WORK TO BE COMPLETED: Reproduce all of the data below word for word, without changing anything.

EXCERPTED RECORDS:
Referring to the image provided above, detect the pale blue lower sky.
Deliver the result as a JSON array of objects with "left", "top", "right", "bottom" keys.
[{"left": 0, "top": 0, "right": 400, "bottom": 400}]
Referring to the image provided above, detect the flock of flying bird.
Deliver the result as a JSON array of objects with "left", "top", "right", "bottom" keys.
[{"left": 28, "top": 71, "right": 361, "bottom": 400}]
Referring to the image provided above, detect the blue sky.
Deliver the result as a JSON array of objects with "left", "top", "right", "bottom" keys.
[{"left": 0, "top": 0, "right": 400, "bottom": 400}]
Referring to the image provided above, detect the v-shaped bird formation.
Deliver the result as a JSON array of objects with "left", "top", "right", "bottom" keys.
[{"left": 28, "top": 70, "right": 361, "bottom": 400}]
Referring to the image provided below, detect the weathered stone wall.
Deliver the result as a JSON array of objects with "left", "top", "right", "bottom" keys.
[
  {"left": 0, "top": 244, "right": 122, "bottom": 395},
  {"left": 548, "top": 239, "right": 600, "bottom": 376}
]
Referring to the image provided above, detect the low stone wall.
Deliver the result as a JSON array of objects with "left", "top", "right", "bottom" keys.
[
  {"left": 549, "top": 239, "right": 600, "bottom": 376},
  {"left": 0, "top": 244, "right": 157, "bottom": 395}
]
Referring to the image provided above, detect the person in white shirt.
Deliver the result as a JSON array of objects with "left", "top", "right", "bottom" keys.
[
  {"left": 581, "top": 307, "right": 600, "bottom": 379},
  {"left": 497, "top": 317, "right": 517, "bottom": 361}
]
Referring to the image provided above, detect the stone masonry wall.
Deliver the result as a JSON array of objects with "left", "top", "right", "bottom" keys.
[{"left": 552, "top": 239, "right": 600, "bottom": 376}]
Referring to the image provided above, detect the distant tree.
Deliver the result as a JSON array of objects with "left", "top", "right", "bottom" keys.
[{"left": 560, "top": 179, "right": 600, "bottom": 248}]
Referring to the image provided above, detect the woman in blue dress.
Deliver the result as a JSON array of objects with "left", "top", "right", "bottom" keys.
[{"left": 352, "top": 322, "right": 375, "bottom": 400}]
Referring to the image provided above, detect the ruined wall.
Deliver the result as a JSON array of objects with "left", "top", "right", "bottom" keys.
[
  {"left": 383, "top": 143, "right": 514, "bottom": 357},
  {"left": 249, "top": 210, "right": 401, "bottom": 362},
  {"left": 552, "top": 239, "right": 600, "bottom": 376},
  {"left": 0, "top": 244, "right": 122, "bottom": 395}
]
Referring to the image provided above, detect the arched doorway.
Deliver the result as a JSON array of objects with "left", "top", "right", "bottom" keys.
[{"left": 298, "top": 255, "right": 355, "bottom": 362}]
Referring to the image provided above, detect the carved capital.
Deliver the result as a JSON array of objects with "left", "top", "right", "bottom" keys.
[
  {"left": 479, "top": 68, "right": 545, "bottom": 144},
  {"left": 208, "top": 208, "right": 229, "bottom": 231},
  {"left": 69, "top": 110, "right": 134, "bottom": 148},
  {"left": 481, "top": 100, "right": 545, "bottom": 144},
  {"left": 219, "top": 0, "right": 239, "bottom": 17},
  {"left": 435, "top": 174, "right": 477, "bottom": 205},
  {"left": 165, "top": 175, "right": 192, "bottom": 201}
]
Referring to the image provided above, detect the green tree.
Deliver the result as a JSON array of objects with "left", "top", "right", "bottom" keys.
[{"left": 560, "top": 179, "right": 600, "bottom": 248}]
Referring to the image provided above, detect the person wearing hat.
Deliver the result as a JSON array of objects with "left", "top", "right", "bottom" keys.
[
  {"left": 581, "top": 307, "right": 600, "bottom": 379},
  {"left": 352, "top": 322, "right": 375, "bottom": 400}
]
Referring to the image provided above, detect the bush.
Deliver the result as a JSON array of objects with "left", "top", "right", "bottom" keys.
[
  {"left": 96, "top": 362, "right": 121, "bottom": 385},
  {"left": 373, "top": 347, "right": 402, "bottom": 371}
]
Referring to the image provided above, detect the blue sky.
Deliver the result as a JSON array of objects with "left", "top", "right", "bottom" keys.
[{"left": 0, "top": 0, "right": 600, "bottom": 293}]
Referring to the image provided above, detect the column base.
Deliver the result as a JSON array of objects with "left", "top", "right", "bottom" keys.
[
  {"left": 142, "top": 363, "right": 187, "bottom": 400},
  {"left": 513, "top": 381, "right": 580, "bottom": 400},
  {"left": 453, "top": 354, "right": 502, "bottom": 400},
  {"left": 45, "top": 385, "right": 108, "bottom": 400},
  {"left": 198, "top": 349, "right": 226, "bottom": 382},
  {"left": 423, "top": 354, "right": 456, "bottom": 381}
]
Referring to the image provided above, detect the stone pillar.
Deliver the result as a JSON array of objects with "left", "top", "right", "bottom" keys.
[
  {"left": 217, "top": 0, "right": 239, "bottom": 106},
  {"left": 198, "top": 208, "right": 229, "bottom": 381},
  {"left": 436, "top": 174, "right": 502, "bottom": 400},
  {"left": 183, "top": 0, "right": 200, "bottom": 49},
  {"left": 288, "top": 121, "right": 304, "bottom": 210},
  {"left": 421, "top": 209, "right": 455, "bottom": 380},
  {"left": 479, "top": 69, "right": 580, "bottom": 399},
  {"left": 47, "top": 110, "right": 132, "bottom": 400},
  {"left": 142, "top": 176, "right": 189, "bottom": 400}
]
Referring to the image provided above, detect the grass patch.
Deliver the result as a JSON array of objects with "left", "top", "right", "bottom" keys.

COMPLETED TASK:
Referring to the image provided above, detect the pale blue lower sky.
Deliver the result as a JSON array of objects with "left", "top", "right", "bottom" keys.
[{"left": 0, "top": 0, "right": 400, "bottom": 400}]
Referring to the image provided above, detect the flock of flying bird.
Deliver the result as a JSON array of objects with "left", "top", "right", "bottom" keys.
[{"left": 28, "top": 71, "right": 361, "bottom": 400}]
Referring to the image provided above, detect the blue sky.
Deliver the result as a JSON array of objects with "left", "top", "right", "bottom" keys.
[{"left": 0, "top": 0, "right": 400, "bottom": 400}]
Referring to the image provided above, detect the v-shaped bird formation.
Deliver the result as a JSON array of objects with "left", "top", "right", "bottom" keys.
[{"left": 28, "top": 70, "right": 361, "bottom": 400}]
Referring to the image provided below, detect the weathered stone wall.
Deliver the result as a JSON array of objects with "left", "top", "right", "bottom" keys.
[
  {"left": 0, "top": 244, "right": 122, "bottom": 395},
  {"left": 548, "top": 239, "right": 600, "bottom": 376}
]
Referring to the image provided above, detect the low stone wall.
Deliver the result as a JSON array of objects with "left", "top", "right", "bottom" keys.
[
  {"left": 549, "top": 239, "right": 600, "bottom": 376},
  {"left": 0, "top": 244, "right": 157, "bottom": 395}
]
Referring to the image provided above, detect the person in white shirt.
Deliver the result as a JSON array of objects with "left", "top", "right", "bottom" keys.
[
  {"left": 581, "top": 307, "right": 600, "bottom": 379},
  {"left": 497, "top": 317, "right": 517, "bottom": 361}
]
Referring to the image provided above, detect the stone masonry wall.
Deliver the result as a JSON array of objects with "left", "top", "right", "bottom" keys.
[{"left": 552, "top": 239, "right": 600, "bottom": 376}]
Referring to the image provided above, detect the distant tree.
Deliver the result as a JSON array of objects with "left", "top", "right", "bottom" keys.
[{"left": 560, "top": 179, "right": 600, "bottom": 248}]
Referring to the image provided above, detect the woman in blue dress.
Deliver the result as a JSON array of objects with "left", "top", "right", "bottom" keys.
[{"left": 352, "top": 322, "right": 375, "bottom": 400}]
Referring to the image provided above, detect the ruined wall.
Deliver the result as a JSON array of objects with "left", "top", "right", "bottom" keys.
[
  {"left": 383, "top": 143, "right": 514, "bottom": 357},
  {"left": 249, "top": 210, "right": 401, "bottom": 362},
  {"left": 552, "top": 239, "right": 600, "bottom": 376},
  {"left": 0, "top": 244, "right": 122, "bottom": 395}
]
Referring to the image provided above, detect the arched doorway.
Deliver the result as a JSON array of objects with "left", "top", "right", "bottom" keys.
[{"left": 298, "top": 255, "right": 355, "bottom": 362}]
Referring to the image provided above, detect the carved capital.
Deliver the result as a JSON array of objects with "left", "top", "right", "bottom" keys.
[
  {"left": 479, "top": 68, "right": 545, "bottom": 144},
  {"left": 208, "top": 208, "right": 229, "bottom": 231},
  {"left": 69, "top": 110, "right": 134, "bottom": 148},
  {"left": 481, "top": 100, "right": 545, "bottom": 144},
  {"left": 219, "top": 0, "right": 239, "bottom": 17},
  {"left": 435, "top": 174, "right": 477, "bottom": 205},
  {"left": 165, "top": 175, "right": 192, "bottom": 201}
]
Referring to the image provided above, detect the green tree.
Deliver the result as a JSON array of objects with "left", "top", "right", "bottom" keys.
[{"left": 560, "top": 179, "right": 600, "bottom": 248}]
Referring to the image provided above, detect the person wearing hat.
Deliver the result as a JSON array of objects with "left", "top", "right", "bottom" keys.
[
  {"left": 581, "top": 307, "right": 600, "bottom": 379},
  {"left": 352, "top": 322, "right": 375, "bottom": 400}
]
Referring to the image provided above, detect the bush.
Deliver the result as a JSON array of objects with "left", "top", "right", "bottom" keys.
[
  {"left": 96, "top": 362, "right": 121, "bottom": 385},
  {"left": 373, "top": 347, "right": 402, "bottom": 371}
]
Referring to the image provided above, detect the blue sky.
Deliver the result as a JSON array of objects with "left", "top", "right", "bottom" keys.
[{"left": 0, "top": 0, "right": 600, "bottom": 293}]
Referring to the image provided above, detect the column base.
Deliver the result as a JSON array of objects with "left", "top", "right", "bottom" keys.
[
  {"left": 142, "top": 363, "right": 187, "bottom": 400},
  {"left": 513, "top": 381, "right": 580, "bottom": 400},
  {"left": 453, "top": 354, "right": 502, "bottom": 400},
  {"left": 45, "top": 385, "right": 108, "bottom": 400},
  {"left": 198, "top": 349, "right": 226, "bottom": 382},
  {"left": 423, "top": 354, "right": 456, "bottom": 381}
]
Referring to the image provided above, detect the stone pillar.
Deliver the result as a JSON array of objects with "left", "top", "right", "bottom" keys.
[
  {"left": 217, "top": 0, "right": 239, "bottom": 106},
  {"left": 198, "top": 208, "right": 229, "bottom": 381},
  {"left": 436, "top": 174, "right": 502, "bottom": 400},
  {"left": 183, "top": 0, "right": 200, "bottom": 49},
  {"left": 288, "top": 121, "right": 304, "bottom": 210},
  {"left": 421, "top": 209, "right": 455, "bottom": 380},
  {"left": 479, "top": 69, "right": 580, "bottom": 399},
  {"left": 47, "top": 110, "right": 132, "bottom": 400},
  {"left": 142, "top": 176, "right": 189, "bottom": 400}
]
Referring to the image provided above, detect the grass patch.
Deliver the result as a JSON array of objects with "left", "top", "right", "bottom" keys.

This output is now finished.